§ **Excerpts from a pointing dataset**:

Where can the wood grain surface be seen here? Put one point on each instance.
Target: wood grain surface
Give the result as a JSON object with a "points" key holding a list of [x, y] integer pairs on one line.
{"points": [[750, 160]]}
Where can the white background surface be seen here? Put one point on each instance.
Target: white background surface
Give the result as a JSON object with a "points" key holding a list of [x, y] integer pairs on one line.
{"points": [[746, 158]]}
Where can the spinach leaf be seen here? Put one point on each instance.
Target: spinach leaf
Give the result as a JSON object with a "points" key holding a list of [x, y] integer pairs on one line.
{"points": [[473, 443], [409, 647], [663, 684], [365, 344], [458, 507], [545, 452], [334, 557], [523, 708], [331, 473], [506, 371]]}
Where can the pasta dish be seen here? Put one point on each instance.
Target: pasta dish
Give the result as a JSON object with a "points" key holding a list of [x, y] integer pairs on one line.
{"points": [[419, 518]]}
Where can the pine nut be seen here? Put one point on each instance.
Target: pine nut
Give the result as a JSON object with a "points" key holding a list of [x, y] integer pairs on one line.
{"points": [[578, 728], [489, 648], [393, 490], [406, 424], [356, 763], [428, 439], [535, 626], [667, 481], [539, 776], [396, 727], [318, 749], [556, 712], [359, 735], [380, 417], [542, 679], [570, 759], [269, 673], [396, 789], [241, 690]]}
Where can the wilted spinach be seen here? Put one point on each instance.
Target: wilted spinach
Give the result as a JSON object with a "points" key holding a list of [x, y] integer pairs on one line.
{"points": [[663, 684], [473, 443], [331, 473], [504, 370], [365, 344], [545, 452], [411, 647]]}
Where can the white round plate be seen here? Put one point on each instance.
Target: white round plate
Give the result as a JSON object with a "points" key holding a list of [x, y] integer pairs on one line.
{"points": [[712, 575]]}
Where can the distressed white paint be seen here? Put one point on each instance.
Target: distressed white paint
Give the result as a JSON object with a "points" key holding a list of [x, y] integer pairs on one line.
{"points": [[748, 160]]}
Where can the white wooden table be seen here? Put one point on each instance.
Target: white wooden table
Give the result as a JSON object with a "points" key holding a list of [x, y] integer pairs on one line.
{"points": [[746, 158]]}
...
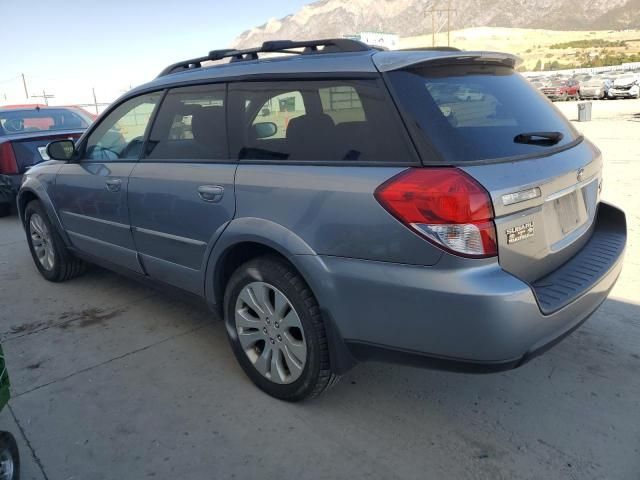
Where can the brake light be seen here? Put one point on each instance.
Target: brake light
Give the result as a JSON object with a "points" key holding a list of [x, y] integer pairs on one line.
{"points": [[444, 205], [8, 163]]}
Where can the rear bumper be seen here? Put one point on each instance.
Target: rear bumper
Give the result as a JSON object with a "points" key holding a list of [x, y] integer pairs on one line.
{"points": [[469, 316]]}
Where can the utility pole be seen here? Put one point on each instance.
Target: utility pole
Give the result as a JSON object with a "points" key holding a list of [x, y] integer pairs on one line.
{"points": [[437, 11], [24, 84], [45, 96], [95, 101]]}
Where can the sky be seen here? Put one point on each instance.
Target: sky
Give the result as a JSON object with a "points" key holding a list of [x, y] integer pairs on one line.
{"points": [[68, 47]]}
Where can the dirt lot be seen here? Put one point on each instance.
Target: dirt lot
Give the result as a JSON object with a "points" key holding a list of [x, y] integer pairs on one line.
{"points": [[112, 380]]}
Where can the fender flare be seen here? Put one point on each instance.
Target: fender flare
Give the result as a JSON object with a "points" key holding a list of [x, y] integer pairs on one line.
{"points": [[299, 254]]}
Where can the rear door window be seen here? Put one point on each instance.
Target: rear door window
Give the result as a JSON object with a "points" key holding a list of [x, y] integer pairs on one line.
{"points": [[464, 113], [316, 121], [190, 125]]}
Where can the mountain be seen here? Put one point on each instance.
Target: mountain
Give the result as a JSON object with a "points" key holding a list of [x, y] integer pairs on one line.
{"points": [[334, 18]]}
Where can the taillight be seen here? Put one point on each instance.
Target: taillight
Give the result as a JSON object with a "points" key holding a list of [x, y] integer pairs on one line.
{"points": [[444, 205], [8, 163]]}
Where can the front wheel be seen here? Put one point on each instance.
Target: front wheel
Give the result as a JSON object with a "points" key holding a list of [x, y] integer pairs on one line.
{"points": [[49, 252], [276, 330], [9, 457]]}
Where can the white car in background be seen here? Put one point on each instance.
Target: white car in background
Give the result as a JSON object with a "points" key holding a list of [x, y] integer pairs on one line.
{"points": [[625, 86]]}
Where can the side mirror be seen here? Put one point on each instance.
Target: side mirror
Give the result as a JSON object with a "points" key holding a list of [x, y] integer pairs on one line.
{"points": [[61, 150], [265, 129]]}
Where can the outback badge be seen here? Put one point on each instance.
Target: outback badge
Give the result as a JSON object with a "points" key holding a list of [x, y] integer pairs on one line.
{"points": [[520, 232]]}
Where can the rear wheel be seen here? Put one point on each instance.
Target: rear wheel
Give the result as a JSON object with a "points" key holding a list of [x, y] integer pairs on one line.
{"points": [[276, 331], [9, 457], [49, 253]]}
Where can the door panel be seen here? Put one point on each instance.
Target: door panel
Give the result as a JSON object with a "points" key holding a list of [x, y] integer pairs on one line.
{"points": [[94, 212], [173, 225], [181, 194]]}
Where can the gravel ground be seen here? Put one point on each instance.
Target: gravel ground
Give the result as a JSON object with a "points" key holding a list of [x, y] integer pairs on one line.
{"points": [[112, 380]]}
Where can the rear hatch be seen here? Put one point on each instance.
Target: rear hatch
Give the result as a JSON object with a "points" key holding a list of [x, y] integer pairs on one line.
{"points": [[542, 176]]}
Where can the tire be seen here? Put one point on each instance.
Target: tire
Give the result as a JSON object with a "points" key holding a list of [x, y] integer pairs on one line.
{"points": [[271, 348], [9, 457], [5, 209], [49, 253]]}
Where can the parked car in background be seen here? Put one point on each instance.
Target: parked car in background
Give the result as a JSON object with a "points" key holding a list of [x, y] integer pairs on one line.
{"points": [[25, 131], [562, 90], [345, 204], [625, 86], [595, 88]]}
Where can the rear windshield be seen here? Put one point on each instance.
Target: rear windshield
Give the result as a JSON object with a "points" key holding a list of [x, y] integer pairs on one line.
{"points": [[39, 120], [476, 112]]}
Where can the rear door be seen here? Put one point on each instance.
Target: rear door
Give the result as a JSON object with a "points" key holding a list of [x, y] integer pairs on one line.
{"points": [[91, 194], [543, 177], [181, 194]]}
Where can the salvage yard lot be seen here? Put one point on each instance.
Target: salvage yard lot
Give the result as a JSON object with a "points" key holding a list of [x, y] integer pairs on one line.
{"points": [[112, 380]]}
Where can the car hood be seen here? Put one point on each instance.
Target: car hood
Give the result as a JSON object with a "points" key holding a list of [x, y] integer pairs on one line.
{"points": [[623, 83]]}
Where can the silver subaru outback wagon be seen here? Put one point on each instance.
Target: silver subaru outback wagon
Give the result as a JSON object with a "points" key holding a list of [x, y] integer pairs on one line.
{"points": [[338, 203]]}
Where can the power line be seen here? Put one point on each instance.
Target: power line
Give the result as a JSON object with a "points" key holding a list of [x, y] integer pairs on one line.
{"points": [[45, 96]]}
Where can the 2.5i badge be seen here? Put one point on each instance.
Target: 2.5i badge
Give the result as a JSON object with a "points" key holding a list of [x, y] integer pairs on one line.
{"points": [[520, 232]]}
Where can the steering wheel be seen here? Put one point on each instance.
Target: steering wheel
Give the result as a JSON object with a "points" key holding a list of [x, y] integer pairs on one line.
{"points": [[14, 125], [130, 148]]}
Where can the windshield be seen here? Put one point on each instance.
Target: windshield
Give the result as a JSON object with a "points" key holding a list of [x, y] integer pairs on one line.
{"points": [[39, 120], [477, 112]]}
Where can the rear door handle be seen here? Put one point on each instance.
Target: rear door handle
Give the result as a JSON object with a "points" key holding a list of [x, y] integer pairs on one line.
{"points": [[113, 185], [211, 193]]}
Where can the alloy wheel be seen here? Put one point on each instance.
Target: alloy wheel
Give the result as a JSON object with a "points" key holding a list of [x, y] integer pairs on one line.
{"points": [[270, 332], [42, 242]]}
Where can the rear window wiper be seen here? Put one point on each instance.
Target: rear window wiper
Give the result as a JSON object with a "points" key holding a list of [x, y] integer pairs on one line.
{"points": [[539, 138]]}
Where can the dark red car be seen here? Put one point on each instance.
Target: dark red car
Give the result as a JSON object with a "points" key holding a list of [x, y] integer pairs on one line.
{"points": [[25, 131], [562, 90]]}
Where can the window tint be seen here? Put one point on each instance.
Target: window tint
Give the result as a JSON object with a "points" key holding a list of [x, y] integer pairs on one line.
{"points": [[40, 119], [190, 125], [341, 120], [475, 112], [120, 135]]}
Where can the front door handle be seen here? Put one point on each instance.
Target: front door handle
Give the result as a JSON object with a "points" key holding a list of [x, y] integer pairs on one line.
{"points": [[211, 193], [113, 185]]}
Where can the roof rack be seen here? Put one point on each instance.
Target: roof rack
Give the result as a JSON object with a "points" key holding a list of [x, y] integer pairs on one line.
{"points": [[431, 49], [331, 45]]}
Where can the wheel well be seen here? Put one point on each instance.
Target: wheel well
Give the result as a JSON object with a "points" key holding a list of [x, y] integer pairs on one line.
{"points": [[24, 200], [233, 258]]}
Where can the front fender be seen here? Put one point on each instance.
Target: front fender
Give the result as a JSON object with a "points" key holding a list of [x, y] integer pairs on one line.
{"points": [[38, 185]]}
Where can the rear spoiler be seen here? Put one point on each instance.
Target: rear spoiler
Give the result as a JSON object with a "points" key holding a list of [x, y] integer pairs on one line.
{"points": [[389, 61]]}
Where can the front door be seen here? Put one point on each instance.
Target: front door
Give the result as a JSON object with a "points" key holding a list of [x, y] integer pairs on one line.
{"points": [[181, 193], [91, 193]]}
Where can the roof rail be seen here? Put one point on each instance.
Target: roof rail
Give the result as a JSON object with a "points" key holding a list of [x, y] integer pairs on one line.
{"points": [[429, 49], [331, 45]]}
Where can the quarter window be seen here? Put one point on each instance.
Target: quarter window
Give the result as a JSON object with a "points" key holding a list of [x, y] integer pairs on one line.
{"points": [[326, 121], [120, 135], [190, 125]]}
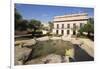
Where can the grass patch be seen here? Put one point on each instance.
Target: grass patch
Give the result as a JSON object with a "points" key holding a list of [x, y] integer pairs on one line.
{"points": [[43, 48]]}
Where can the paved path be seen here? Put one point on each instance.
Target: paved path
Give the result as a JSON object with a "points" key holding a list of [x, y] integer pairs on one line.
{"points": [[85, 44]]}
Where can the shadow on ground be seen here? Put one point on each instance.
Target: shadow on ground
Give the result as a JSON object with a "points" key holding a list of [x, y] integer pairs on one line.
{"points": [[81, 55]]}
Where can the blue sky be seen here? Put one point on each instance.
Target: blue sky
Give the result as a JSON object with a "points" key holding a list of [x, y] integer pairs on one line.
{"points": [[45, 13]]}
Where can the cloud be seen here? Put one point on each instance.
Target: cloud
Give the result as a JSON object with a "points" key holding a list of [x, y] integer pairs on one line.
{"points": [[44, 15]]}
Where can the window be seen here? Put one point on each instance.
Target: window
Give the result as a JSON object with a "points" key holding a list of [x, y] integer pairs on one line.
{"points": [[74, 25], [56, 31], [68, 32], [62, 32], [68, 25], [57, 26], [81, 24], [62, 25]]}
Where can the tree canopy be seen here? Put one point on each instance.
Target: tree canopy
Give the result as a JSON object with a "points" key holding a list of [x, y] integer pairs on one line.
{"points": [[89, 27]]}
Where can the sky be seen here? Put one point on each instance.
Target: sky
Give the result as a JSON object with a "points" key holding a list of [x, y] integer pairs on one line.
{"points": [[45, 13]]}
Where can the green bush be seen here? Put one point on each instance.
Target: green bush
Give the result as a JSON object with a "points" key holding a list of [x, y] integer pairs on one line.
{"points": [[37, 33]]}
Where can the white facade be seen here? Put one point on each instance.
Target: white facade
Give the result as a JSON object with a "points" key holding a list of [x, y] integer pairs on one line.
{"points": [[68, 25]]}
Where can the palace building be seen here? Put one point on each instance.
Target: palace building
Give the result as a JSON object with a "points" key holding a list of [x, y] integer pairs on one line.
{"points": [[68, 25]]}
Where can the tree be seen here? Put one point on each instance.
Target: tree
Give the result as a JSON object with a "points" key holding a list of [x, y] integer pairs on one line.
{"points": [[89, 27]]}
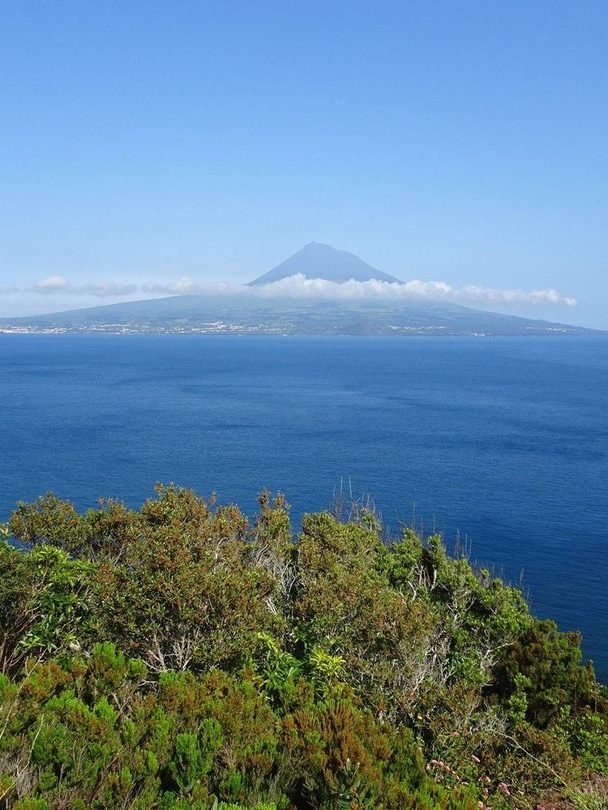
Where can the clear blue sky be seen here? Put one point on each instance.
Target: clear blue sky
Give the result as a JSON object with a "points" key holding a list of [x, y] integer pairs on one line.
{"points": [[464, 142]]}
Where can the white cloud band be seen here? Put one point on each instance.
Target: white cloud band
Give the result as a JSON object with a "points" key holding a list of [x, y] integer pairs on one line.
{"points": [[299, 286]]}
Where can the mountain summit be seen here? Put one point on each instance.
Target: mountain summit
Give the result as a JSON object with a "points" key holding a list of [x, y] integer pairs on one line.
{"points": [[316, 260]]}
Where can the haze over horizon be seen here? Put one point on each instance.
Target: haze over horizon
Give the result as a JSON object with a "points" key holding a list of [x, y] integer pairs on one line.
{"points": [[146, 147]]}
==
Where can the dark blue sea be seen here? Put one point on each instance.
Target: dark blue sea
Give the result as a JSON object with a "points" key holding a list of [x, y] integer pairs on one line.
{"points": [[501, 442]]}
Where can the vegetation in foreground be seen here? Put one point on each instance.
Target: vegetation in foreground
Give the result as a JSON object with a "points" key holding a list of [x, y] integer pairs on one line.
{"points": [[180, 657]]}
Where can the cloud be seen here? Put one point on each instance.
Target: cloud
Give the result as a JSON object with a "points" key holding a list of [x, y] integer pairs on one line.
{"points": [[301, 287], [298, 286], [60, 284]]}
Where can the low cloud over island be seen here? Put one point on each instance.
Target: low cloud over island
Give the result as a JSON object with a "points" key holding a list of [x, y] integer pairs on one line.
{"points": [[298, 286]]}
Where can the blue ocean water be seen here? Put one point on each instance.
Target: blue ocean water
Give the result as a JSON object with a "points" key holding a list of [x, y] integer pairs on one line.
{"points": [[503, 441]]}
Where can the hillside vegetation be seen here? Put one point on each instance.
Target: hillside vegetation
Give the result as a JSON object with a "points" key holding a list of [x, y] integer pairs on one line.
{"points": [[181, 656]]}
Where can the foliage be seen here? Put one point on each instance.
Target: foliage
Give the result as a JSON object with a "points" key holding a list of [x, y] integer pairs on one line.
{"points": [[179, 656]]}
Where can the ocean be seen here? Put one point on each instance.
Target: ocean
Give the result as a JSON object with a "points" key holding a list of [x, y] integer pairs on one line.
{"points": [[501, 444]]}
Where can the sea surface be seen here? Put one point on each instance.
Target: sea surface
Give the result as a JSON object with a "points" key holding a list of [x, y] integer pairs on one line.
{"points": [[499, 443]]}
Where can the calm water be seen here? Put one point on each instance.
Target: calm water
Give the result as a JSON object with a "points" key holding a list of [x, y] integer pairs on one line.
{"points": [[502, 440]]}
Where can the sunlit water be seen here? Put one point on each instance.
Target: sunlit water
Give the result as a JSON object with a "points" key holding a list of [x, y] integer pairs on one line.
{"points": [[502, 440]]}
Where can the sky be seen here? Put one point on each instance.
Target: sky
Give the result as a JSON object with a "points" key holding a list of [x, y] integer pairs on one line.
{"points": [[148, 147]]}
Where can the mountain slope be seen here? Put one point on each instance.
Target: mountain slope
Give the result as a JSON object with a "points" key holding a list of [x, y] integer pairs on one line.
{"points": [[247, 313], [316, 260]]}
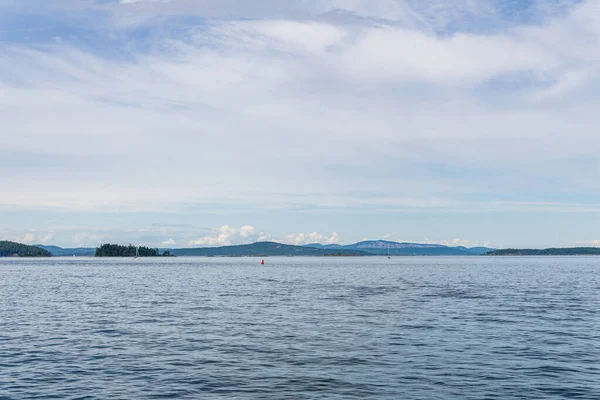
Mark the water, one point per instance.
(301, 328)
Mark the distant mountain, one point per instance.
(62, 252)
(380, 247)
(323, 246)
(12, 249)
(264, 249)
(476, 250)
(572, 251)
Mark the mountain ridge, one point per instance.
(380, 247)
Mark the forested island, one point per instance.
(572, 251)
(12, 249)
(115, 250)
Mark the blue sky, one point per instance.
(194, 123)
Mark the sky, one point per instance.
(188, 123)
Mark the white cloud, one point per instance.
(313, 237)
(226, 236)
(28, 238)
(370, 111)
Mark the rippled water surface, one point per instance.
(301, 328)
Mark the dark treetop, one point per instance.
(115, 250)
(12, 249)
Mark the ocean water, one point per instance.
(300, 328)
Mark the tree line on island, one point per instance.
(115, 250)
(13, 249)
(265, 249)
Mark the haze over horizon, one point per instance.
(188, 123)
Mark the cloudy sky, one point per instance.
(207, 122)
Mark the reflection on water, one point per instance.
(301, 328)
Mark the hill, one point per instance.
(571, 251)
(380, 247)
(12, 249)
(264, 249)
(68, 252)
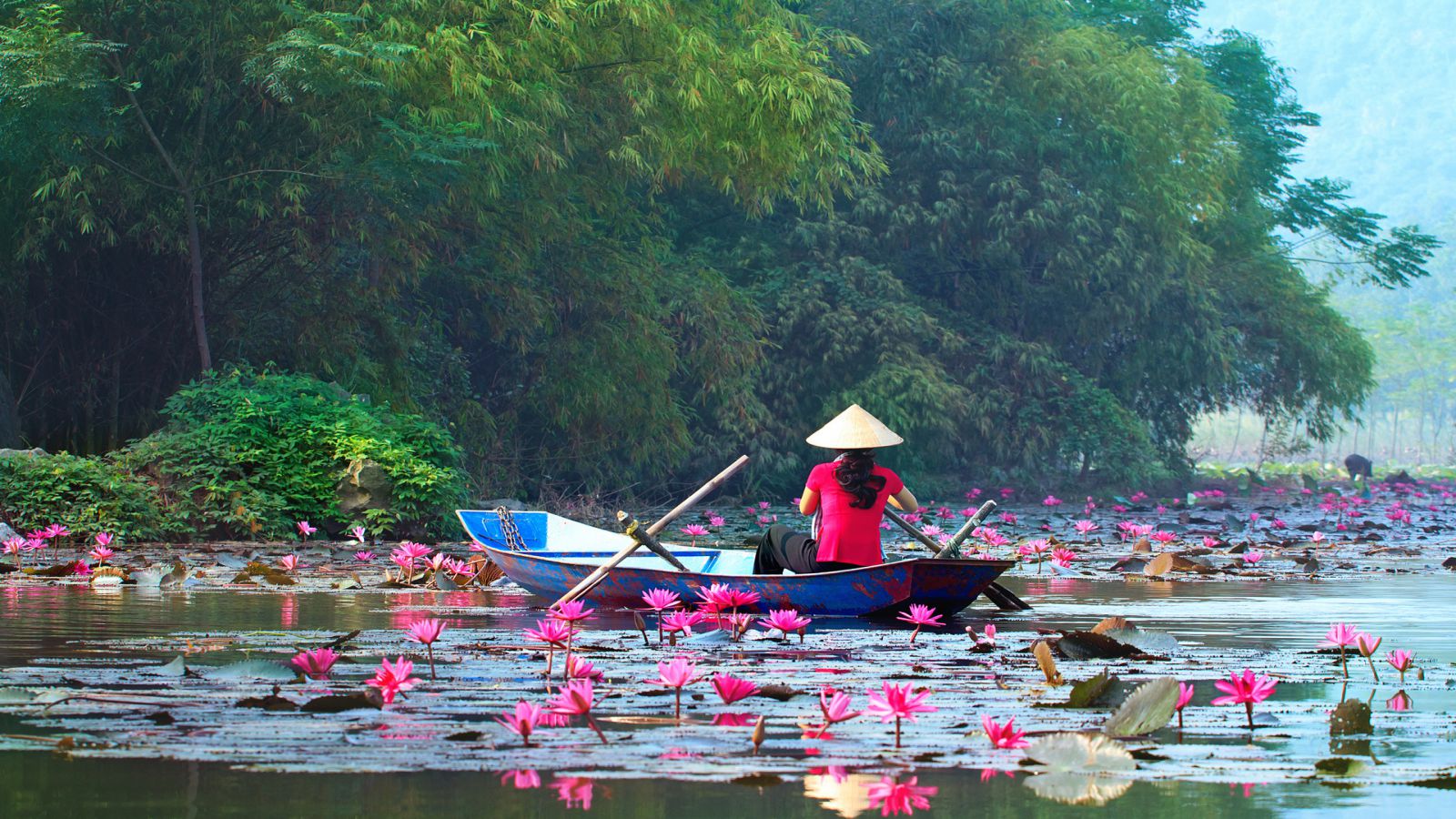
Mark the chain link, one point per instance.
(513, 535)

§ **Task goal**: Please pull out every line in the listing above that contains the string "alloy".

§ **Answer to the problem**:
Where can the alloy wheel be seen here? Put one point on each instance.
Target: alloy wheel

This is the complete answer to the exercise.